• [Action item]
In the passage below about verticillium wilt, which branch of the redbud tree still has flowers?

*** Opening Excerpt provided ***

For nearly 17 years, my garden flew under the radar of disease until last year when it was obvious something was wrong with my redbud tree (Cercis canadensis). One of the main branches didn’t flower or leaf out. While I remained hopeful, the reality was that I sort of knew what was happening but didn’t want to admit it to myself. It was kind of like saying Beetlejuice! three times. Only this was even harder, this was real and attacking my favorite tree.
I sawed out the affected branch and waited for another spring, hoping it might bounce back but it didn’t. It got worse. Verticillium wilt has consumed two-thirds of the tree and right now, only the branch closest to the gate has flowers. The rest is dead. So I’m enjoying that last branch while at the same time lamenting the loss of the very first tree I planted in my garden.
Verticillium wilt is a soilborne fungus that attacks over 300 plant species (here’s a list). Redbuds are one of its favorites. I don’t know how it arrived, perhaps in the soil of another perennial I planted in the bed. Or maybe it was always there, waiting. But once you’ve got it, it’s there for the long haul and there’s very little to be done about it. Aside from solarizing the area, which takes far too long and would require the removal of a lot of plants, options are limited.
Fortunately, there are plenty of options that are resistant to verticillium wilt, none of which is as lovely as the redbud. I’ve tried to be conscious of disease transmission and clean my pruners and loppers regularly, but probably not as often as I should. Hopefully, it wasn’t gardener negligence that introduced this nastiness to my garden.
Whatever the cause, it’s here and I’m concerned for the rest of my garden, especially since my daughter noticed several dead branches on the Little Twist cherry tree (Prunus incisa) planted along the front walk. Plants in the prunus family are on the list of susceptible plants and my heart sank again. It didn’t flower last spring and I attributed that to a late and harsh cold snap. It leafed out just fine and I didn’t think about it again since it flowered beautifully a few weeks ago. It’s nowhere near the redbud so I remained positive until last week.
With clean pruners, I cut out the dead branches to see if they had the dreaded darkened center typical of plants infected with verticillium. Sure enough, they did. I compared a dead branch with a healthy one and the only difference was this circular discoloration. I’m not going to take it down, but instead wait it out to be certain that it’s curtains for Little Twist too.
And now I’m concerned for the rest of my garden, particularly the west border along the fence. Our home is on a sloped lot. Directly down hill from the redbud tree is a serviceberry, then two Beijing Gold Peking Lilacs and finally a Black Lace elderberry whose buds are swelling. Every single one of these beautiful specimens is on the list of plants susceptible to verticillium wilt. How devastating that would be to lose this border. While others may see it as an opportunity to try a new tree, for me it would be a crushing blow.
The thought of it just makes me so sad.

*** Closing Excerpt provided ***
*** Opening Provided data ***

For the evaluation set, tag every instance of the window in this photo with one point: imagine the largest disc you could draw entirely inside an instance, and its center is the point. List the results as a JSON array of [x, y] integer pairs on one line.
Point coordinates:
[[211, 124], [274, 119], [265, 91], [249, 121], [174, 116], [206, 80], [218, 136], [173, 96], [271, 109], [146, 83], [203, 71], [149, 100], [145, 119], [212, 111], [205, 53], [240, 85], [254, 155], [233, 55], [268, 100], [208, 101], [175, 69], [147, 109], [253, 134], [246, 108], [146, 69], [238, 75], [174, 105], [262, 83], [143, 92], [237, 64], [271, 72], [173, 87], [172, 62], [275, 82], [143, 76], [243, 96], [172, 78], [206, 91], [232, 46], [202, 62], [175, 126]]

*** Closing Provided data ***

• [Answer]
The branch closest to the gate.